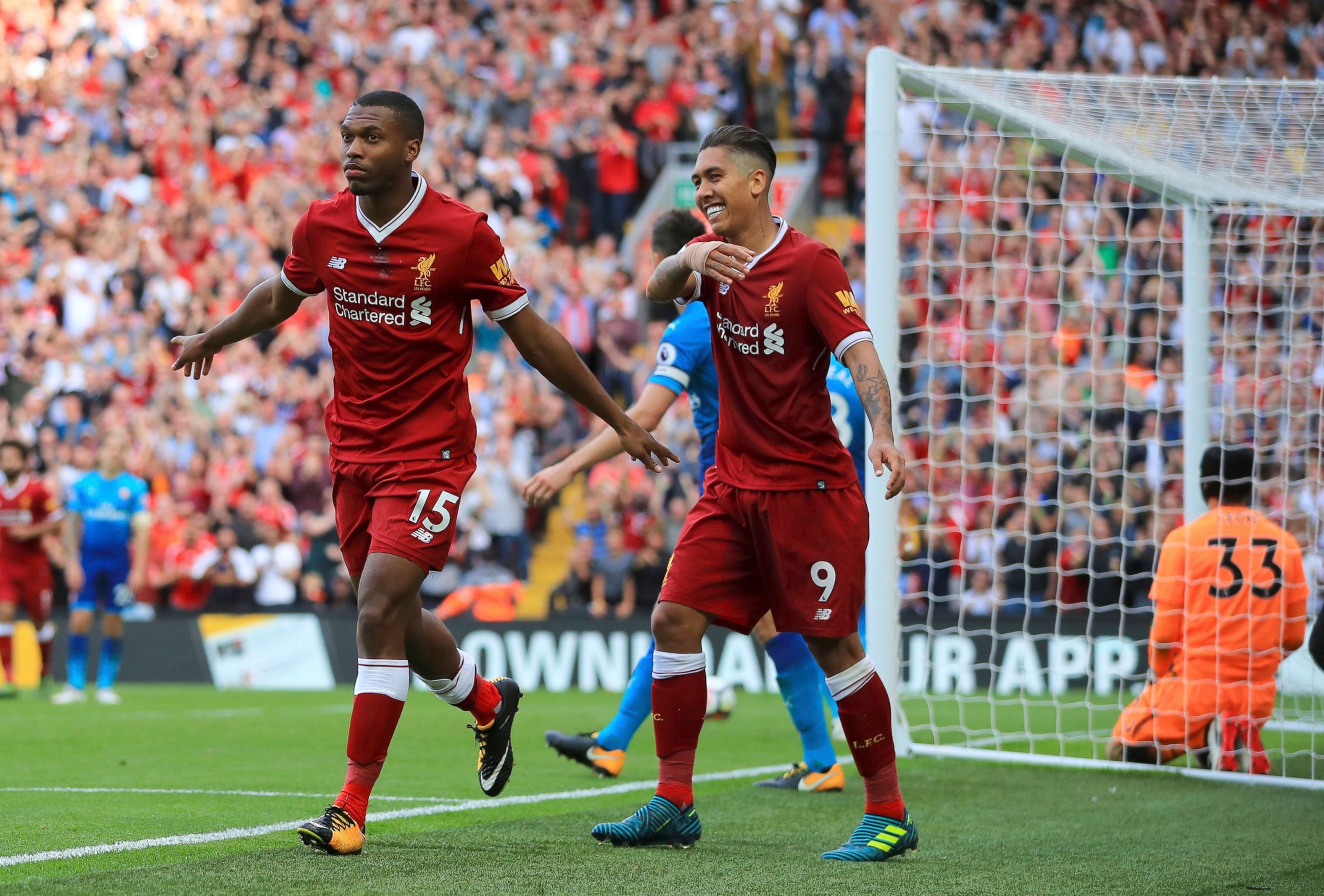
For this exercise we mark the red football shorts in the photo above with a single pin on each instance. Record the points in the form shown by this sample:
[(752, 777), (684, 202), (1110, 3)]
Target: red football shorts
[(799, 554), (30, 587), (401, 507)]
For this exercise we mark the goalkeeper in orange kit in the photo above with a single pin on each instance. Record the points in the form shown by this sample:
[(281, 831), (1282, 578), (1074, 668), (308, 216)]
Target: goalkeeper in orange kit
[(1229, 604)]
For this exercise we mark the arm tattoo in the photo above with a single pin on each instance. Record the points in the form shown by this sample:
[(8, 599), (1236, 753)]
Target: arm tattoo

| The exercise |
Reproduce the part of the records that opens with the line containing "For this exercise we mark the goalkeeper" and closes with the line containing "[(1229, 604)]", including both of those lines.

| Final answer |
For this exercise we mark the goalkeeper in orange kit in the photo above with a single pin on each instance. Record the points in the form shown by this sample:
[(281, 831), (1282, 578), (1074, 668), (308, 216)]
Target: goalkeeper in orange kit
[(1229, 604)]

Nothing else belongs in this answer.